TEXT EXTRACT:
P.S. The Newbie's Guide To Publishing ebook sits on my desktop -- I'm just wondering when I'll get the time to read it.

Jamie Ford said...

I was one of the 2000. Plus I mentioned it to a few other writer friends...

A great resource, generously posted. Thanks again.

AstonWest said...

With a novella coming out in September, I need to learn a lot about driving traffic and the promotional train...yikes!

M. R. B. said...

I read your blog via RSS. I'm not sure how that shows up in your stats counters, or if it does.

Regarding feedback, like you said, it's unpredictable. I've had posts on technical subjects or downloads that were the no. 1 search result in Google, had huge amounts of visits or downloads, and nary a peep. I can only guess that what people were finding was working for them. I think more often people tend to comment when they find information they have a problem with.

I guess it's like public speaking. Even if nobody has any questions or comments, you can look out there (through your tracking utilities) and see that you do have an audience, and yeah, they seem to be paying attention.

As a reader, I do very little commenting because I do most of my reading through RSS, which means that I have to load a page up in my browser and fill out forms to say something. It's not really worth the effort just to say "Hey, nice work." Though I should probably say it more often, since everyone likes to be appreciated.

So: Nice work, JA Konrath. I enjoy your blog and read regularly, and it's what initially introduced me to your books. Thank you for the download too. You really impress me with how generous you are with your time and knowledge and I'm very grateful.

worldphotos4 said...

Joe, I'm the squirrel guy. You know what I'm talking about. I thought I wanted to be a writer at one time, but realized I'm a reader. I enjoy your blog, though I'm no longer trying to break-in. Good on you.

Basil Sands said...

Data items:
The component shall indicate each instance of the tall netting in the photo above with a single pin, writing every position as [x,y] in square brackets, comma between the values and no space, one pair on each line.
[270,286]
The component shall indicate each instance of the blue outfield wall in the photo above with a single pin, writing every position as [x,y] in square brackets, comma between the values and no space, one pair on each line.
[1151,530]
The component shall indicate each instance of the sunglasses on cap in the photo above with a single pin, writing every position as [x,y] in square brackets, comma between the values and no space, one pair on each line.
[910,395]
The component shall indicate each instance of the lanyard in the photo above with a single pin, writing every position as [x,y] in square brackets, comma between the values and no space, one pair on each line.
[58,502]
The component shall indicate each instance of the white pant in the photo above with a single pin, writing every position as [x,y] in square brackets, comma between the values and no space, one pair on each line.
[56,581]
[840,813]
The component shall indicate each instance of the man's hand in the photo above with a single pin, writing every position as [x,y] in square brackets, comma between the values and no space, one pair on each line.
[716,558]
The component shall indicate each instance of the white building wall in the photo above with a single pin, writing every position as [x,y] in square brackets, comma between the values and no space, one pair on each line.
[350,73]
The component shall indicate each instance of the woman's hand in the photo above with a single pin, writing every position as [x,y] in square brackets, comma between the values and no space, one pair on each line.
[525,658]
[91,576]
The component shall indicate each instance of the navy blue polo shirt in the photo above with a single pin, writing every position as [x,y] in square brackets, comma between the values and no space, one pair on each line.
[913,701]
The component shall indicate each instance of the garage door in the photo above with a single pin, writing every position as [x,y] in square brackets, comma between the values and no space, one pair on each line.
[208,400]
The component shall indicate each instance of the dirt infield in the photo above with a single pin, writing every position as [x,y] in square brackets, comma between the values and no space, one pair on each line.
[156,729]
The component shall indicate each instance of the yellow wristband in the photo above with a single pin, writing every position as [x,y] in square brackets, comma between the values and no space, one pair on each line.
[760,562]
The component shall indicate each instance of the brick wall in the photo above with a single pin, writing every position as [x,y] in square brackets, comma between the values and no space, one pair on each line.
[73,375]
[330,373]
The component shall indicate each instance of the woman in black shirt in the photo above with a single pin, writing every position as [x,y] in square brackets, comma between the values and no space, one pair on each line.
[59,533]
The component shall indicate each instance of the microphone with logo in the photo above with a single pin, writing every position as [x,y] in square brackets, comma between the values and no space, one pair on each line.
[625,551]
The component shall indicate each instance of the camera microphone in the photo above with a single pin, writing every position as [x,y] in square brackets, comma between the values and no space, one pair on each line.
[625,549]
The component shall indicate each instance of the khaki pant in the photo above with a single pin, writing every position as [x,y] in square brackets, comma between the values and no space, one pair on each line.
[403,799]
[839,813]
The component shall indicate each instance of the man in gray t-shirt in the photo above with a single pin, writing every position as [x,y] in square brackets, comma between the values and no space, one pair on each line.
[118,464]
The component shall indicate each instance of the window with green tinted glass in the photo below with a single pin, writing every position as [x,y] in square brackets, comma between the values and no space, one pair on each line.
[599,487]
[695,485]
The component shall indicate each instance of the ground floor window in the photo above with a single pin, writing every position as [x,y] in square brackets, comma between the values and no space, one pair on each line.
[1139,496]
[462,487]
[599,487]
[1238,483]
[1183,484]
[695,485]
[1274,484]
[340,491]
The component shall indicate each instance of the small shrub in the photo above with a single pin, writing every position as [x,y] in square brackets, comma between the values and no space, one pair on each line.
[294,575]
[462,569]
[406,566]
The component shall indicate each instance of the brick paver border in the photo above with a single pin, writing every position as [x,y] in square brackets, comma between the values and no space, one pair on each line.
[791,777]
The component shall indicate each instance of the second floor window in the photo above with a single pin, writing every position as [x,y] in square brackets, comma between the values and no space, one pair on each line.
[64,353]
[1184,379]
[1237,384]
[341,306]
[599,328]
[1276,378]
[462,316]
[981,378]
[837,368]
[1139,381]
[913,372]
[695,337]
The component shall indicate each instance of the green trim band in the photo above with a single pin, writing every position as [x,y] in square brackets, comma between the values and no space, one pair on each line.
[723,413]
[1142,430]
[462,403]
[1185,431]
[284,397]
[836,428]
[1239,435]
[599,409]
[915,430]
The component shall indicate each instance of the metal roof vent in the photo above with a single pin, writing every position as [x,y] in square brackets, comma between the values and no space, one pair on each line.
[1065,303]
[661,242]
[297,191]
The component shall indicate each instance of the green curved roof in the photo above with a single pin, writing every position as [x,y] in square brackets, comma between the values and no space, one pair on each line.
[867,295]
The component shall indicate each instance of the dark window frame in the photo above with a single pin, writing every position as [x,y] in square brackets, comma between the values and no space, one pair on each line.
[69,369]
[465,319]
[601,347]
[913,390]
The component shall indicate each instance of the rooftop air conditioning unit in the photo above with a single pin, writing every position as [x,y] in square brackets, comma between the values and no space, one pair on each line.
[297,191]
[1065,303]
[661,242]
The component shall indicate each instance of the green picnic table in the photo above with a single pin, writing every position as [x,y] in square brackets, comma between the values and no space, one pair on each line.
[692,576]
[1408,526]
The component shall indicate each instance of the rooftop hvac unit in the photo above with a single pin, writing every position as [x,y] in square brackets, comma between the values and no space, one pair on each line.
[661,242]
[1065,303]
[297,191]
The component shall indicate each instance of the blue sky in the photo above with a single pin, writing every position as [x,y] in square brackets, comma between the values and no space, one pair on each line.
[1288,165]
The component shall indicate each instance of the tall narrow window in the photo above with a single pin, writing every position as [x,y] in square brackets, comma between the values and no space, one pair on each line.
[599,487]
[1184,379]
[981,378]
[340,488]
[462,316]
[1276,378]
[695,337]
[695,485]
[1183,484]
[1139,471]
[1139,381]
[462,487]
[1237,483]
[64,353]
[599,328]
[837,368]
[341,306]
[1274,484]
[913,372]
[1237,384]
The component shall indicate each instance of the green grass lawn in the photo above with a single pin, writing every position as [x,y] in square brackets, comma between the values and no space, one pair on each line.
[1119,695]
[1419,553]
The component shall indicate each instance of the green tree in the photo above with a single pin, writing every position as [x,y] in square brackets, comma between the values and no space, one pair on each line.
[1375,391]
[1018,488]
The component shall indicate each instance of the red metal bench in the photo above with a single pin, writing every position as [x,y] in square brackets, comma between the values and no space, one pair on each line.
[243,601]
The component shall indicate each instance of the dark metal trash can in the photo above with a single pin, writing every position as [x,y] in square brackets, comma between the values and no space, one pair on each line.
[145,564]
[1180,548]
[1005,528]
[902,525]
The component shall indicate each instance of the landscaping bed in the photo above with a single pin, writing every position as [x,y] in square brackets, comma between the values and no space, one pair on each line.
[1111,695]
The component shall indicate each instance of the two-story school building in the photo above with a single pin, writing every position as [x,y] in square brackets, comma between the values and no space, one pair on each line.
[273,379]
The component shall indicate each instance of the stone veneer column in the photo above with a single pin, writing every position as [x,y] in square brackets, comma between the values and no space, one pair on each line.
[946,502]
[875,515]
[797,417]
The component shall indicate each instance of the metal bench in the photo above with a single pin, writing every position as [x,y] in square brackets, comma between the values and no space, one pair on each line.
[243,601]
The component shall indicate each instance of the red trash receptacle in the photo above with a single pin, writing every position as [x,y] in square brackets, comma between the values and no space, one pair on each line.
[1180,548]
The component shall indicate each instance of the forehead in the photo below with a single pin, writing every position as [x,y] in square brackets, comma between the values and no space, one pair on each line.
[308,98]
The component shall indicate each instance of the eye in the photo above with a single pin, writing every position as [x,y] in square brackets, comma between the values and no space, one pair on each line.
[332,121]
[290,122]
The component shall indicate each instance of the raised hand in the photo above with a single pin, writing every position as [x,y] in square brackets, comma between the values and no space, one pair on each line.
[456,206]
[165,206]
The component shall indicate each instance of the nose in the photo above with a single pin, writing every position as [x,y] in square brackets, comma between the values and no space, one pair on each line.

WRITTEN TASKS:
1. Answer these questions about the blog comments:
(a) What does the first comment say is sitting on the writer's desktop?
(b) In what month is AstonWest's novella coming out?
(c) Through what means does M. R. B. read the blog?
2. Rewrite the blog comments starting at "With a novella" and ending at "be paying attention.", swapping "public speaking" for "teaching a class".
Answer using only the text.

ANSWERS TO THE PROBLEMS:
1.
(a) The Newbie's Guide To Publishing ebook
(b) September
(c) RSS

2.
With a novella coming out in September, I need to learn a lot about driving traffic and the promotional train...yikes!

M. R. B. said...

I read your blog via RSS. I'm not sure how that shows up in your stats counters, or if it does.

Regarding feedback, like you said, it's unpredictable. I've had posts on technical subjects or downloads that were the no. 1 search result in Google, had huge amounts of visits or downloads, and nary a peep. I can only guess that what people were finding was working for them. I think more often people tend to comment when they find information they have a problem with.

I guess it's like teaching a class. Even if nobody has any questions or comments, you can look out there (through your tracking utilities) and see that you do have an audience, and yeah, they seem to be paying attention.